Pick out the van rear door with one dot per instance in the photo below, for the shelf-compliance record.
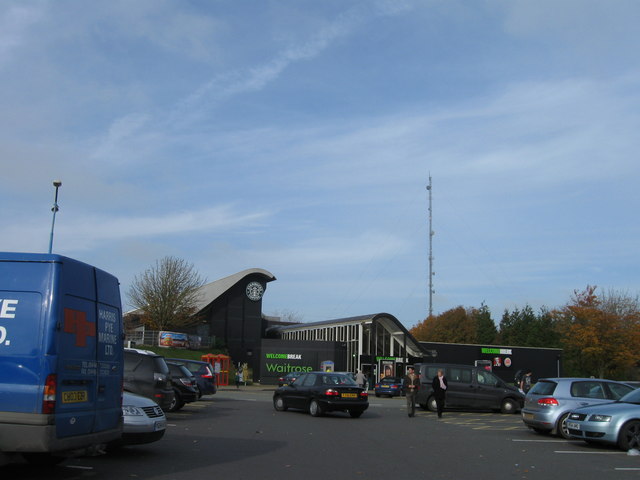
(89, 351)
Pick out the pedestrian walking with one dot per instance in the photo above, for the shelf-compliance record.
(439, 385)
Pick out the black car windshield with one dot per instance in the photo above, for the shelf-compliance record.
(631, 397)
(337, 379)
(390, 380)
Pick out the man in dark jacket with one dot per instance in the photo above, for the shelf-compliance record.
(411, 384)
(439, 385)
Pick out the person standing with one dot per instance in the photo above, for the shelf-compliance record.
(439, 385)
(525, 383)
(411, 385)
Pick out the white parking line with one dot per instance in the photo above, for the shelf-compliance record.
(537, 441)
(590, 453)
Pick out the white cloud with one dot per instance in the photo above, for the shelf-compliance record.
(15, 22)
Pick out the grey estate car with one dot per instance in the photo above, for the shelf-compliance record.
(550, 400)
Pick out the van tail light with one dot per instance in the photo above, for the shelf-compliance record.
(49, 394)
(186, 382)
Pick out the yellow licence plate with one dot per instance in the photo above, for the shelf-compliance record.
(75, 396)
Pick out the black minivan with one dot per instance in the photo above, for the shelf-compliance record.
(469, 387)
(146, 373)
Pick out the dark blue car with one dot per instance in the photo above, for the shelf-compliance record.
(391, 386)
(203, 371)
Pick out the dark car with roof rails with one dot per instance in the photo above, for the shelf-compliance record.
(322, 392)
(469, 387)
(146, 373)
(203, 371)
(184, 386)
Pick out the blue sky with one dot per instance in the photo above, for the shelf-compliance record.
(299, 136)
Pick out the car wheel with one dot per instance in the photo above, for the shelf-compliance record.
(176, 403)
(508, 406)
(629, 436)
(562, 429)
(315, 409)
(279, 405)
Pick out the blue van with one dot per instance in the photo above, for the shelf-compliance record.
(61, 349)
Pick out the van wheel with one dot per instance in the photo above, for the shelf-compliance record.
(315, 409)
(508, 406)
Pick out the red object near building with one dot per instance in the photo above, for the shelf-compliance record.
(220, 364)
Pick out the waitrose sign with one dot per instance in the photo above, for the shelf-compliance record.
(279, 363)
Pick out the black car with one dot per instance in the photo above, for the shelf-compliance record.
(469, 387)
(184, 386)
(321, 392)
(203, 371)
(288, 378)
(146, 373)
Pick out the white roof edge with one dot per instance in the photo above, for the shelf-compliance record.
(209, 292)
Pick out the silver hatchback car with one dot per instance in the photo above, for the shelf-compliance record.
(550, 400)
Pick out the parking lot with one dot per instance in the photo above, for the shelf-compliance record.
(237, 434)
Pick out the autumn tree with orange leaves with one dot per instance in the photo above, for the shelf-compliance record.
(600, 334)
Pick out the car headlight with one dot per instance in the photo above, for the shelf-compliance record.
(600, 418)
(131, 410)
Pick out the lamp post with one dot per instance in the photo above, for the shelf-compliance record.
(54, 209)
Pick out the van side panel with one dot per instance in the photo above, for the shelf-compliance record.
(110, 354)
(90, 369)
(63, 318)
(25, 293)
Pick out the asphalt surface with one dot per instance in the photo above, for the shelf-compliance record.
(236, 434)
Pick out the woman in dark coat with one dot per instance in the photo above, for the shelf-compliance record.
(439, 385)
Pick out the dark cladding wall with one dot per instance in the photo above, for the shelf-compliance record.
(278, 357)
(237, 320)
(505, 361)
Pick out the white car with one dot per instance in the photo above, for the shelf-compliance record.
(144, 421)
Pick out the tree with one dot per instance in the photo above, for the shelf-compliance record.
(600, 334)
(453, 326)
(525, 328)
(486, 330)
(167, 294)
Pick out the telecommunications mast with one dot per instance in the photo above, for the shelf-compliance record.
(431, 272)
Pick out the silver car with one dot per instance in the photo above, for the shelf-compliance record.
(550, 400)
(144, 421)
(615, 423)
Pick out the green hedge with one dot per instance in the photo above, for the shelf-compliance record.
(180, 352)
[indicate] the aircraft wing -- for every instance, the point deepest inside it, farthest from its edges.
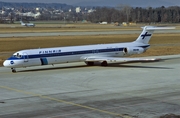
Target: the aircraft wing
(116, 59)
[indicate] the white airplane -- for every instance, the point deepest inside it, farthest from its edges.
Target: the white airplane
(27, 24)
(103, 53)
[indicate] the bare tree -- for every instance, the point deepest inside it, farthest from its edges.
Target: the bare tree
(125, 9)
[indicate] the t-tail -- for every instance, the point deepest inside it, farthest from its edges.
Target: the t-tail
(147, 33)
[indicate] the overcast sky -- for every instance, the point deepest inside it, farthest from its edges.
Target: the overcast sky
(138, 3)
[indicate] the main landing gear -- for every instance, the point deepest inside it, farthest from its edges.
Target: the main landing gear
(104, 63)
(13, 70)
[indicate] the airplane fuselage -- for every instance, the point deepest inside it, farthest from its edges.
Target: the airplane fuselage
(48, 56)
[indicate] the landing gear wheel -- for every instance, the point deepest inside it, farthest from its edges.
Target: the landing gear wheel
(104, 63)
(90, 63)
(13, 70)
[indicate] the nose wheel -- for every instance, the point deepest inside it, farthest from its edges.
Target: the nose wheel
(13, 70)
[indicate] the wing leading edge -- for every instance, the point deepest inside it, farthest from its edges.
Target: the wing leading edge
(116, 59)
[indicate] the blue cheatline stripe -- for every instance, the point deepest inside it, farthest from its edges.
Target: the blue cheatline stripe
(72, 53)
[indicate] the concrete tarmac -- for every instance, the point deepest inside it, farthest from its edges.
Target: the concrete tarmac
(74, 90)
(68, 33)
•••
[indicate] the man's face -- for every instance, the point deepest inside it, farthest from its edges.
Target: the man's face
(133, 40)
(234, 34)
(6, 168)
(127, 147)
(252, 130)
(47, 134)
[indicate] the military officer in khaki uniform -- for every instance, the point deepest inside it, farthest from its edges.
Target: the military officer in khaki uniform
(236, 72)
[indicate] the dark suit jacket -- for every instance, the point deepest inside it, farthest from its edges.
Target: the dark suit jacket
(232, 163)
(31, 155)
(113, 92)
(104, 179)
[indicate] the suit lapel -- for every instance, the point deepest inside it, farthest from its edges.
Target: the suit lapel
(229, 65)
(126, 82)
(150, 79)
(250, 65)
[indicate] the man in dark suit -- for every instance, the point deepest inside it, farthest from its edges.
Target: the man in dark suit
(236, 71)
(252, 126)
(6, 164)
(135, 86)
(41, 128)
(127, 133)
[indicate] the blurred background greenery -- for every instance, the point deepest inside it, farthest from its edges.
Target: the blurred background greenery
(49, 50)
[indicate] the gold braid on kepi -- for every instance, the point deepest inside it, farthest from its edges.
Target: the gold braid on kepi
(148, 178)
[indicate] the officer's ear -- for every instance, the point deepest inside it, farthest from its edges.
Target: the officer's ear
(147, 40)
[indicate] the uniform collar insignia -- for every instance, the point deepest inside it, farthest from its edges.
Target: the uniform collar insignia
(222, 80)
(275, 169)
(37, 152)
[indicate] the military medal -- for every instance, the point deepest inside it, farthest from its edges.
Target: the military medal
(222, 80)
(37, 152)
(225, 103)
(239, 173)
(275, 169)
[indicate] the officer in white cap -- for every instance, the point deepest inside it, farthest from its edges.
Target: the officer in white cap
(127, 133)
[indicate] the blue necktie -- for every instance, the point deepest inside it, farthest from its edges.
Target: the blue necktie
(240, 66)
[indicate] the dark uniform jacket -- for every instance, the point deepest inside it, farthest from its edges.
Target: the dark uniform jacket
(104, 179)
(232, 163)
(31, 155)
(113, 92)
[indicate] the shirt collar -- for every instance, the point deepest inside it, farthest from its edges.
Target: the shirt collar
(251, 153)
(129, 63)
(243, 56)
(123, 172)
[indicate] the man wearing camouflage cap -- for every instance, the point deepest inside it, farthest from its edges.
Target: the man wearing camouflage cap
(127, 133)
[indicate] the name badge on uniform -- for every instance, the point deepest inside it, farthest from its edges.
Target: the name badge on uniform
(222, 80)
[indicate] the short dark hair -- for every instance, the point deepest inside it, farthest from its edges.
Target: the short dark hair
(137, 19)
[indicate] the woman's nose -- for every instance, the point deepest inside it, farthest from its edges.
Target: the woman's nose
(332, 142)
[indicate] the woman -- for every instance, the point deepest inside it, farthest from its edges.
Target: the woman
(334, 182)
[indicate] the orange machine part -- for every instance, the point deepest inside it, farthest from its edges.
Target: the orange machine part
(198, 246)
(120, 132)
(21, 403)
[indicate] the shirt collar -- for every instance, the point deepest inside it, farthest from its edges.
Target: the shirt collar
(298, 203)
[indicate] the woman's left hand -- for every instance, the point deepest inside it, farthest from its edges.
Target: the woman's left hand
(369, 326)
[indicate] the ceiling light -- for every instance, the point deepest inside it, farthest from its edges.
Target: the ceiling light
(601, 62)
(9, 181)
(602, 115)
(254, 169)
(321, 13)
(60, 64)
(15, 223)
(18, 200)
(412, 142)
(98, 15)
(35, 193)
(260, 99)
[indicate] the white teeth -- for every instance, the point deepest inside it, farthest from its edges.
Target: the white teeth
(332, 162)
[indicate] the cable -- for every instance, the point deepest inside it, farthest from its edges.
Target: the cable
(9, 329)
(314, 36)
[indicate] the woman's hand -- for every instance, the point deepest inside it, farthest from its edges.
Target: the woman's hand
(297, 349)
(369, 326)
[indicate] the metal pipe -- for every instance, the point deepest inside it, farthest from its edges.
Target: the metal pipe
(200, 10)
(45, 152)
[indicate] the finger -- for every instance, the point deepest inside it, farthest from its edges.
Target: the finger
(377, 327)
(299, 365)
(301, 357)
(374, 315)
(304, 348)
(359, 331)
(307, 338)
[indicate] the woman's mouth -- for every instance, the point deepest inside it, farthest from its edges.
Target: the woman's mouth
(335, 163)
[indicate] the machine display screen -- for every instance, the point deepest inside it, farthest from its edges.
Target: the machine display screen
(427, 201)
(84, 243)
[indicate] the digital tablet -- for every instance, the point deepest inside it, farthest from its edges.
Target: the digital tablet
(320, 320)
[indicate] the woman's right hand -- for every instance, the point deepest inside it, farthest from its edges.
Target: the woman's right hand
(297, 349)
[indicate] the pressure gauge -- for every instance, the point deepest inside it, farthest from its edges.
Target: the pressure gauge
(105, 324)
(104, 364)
•••
### Exercise
Return, unchanged, the run of lines above that opens with the line containing "[indicate] the wing" and closes with the line containing "[indicate] the blue cheatline". Include both.

### Response below
[indicate] the wing leading edge -- for every instance, the point deepest inside it, farthest from its edges.
Target: the wing leading edge
(116, 59)
[indicate] the blue cheatline stripe -- for every instance, the point deepest inside it, farthest from its edges.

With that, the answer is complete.